**Given request 1**
Which saying from the military does the essay excerpt below quote?
------ Document segment
Well, yes but. There is a opposing saying that is all too often associated with climate change deniers, industrious industrialists and heedless hedonists who live in a world of "I've got mine, sucks to be you." The phrase is,
"Shit happens." The implication is that things are screwed, there's nothing we can do, in the end we all die anyway, so even trying to fix things is pointless.
I'd like to look a bit closer at this idea of "Shit Happens", and explore how I see a possibility for it to be a positive response. “Shit Happens” sounds quite fatalistic to western ears, but there is a solid core of truth to the idea.
In the centuries since the Age of Reason and the Enlightenment the West has developed a cultural narrative based around control. The idea that we can and should take control of events has been embedded so deeply in our psyches that it seems like a law of nature – or at least a law of human nature. Control of the future through planning is a shibboleth of modern civilization. To relinquish this imperative seems tantamount to treachery, an abrogation of one of the sacred founding principles of our civilization, an open invitation to the forces of chaos, disorder and darkness.
There is another way to look at this attitude of relinquishment though, a lens through which it may be seen more as realism than defeatism. Our control over future events has always been tenuous at best. The military recognizes this reality in the saying,
“No plan survives first contact with the enemy.” It is enshrined at the most fundamental levels of our reality in Quantum Mechanics and Chaos Theory.
------------
**Given request 2**
Report every line of the rows below that contains the string "window", treating uppercase and lowercase as different.
------ Provided records
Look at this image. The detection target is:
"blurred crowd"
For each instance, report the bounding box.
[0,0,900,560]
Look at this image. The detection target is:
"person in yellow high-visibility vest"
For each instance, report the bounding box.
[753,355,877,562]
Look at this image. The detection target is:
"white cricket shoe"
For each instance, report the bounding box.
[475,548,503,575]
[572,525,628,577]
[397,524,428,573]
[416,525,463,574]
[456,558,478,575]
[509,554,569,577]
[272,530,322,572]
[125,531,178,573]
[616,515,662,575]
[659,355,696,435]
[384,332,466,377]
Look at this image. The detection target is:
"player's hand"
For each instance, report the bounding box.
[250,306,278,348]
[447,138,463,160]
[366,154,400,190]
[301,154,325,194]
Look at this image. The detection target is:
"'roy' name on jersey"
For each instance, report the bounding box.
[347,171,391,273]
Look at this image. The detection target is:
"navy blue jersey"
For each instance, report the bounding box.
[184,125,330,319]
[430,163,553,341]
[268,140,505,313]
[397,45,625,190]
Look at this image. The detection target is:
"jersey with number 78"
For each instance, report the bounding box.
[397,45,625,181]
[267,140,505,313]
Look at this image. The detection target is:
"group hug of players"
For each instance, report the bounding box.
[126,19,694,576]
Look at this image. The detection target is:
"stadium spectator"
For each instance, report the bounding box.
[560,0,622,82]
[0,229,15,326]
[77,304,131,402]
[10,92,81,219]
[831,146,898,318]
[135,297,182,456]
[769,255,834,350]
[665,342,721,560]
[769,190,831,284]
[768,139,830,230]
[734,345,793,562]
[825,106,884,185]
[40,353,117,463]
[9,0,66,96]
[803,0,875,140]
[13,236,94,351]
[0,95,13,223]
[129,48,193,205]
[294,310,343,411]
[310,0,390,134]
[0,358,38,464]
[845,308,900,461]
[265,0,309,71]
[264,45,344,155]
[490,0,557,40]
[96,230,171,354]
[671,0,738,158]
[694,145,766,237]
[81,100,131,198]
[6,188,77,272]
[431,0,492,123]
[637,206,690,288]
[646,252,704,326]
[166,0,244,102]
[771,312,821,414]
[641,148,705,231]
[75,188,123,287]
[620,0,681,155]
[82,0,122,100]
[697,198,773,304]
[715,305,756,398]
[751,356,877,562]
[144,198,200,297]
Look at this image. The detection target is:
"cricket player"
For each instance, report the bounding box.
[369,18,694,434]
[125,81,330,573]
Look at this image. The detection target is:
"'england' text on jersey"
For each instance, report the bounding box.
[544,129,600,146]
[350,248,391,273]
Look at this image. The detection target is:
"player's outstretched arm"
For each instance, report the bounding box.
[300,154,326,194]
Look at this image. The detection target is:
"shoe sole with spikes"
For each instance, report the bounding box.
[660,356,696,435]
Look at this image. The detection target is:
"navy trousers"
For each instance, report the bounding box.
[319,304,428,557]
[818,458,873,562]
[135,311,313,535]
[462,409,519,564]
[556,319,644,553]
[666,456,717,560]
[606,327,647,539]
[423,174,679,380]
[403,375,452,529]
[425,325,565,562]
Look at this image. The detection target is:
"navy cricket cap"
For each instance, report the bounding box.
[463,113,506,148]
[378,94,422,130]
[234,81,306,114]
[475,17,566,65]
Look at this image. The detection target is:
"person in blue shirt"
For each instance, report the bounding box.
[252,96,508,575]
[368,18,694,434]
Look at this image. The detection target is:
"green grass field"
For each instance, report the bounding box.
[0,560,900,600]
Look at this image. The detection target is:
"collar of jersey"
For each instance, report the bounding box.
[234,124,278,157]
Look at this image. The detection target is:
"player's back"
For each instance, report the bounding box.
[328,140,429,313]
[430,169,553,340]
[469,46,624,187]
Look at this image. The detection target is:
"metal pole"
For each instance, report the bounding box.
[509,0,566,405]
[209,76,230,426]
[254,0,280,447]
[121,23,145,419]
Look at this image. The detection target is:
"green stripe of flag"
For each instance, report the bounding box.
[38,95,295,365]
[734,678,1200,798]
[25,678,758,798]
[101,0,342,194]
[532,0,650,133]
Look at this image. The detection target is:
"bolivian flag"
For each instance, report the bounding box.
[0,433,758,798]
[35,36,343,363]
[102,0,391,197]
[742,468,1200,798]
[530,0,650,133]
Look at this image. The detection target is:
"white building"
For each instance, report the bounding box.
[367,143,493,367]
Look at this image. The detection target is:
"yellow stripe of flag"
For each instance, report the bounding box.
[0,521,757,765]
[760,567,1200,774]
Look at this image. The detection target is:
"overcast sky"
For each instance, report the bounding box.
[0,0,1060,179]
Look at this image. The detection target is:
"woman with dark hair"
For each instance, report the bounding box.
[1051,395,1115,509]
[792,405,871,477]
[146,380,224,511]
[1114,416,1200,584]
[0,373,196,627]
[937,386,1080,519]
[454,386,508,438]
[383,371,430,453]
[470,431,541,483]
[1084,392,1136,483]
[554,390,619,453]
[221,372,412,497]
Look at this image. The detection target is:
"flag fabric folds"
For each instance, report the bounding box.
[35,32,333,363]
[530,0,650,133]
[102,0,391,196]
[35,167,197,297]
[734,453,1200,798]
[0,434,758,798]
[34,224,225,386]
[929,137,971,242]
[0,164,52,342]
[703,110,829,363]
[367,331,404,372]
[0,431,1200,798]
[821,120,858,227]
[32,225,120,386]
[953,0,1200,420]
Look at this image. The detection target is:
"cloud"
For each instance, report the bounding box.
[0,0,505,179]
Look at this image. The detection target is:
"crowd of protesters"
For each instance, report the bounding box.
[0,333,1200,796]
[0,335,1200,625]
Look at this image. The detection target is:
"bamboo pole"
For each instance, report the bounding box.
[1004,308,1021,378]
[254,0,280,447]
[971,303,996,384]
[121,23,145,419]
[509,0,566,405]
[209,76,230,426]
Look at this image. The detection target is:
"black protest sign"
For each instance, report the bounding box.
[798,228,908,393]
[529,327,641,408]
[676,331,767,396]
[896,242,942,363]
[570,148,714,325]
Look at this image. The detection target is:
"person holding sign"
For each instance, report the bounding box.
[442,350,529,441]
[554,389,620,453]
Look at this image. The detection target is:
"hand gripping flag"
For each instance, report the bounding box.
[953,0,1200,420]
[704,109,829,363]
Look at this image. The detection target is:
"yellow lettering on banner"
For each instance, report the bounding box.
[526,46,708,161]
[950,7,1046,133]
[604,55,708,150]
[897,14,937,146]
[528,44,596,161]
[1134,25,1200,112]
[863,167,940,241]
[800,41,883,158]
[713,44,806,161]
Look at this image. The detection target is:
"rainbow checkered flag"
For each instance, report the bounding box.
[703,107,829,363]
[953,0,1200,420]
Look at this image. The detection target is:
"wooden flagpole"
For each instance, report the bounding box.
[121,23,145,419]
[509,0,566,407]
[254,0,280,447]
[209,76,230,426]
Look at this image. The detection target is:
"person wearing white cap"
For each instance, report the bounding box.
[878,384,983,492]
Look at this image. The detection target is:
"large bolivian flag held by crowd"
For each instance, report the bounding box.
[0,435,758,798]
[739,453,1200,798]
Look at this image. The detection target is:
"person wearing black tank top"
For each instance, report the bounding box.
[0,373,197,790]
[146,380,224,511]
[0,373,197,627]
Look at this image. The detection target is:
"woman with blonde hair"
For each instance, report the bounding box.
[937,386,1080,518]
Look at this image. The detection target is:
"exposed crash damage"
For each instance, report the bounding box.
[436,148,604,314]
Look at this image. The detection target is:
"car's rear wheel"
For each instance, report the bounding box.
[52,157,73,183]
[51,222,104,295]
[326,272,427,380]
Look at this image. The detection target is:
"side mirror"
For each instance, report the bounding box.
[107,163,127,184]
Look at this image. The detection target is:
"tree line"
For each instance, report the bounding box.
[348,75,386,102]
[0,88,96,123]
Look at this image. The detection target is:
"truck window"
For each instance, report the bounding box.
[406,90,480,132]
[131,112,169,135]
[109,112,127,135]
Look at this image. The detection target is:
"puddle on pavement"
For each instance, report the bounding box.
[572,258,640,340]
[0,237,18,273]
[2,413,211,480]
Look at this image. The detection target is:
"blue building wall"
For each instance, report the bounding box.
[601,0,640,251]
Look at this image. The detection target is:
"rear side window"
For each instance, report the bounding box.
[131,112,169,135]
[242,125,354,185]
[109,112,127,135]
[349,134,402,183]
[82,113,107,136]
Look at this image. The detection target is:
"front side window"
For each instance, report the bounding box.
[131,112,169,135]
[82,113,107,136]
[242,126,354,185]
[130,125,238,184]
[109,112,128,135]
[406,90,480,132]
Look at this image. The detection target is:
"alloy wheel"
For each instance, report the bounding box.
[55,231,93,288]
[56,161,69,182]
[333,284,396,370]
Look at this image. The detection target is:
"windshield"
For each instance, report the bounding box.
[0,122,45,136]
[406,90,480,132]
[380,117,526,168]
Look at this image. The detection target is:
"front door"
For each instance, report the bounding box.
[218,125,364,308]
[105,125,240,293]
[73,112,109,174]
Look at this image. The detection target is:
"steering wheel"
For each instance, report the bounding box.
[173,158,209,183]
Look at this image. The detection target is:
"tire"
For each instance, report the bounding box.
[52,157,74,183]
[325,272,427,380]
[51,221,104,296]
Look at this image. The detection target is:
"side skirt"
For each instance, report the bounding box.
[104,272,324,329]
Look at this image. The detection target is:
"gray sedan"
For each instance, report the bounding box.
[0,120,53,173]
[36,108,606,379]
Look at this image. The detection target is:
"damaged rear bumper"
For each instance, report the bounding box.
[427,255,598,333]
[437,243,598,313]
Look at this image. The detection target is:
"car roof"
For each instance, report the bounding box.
------------
**Exercise output 1**
"No plan survives first contact with the enemy."

**Exercise output 2**
"truck window"
"rear side window"
"front side window"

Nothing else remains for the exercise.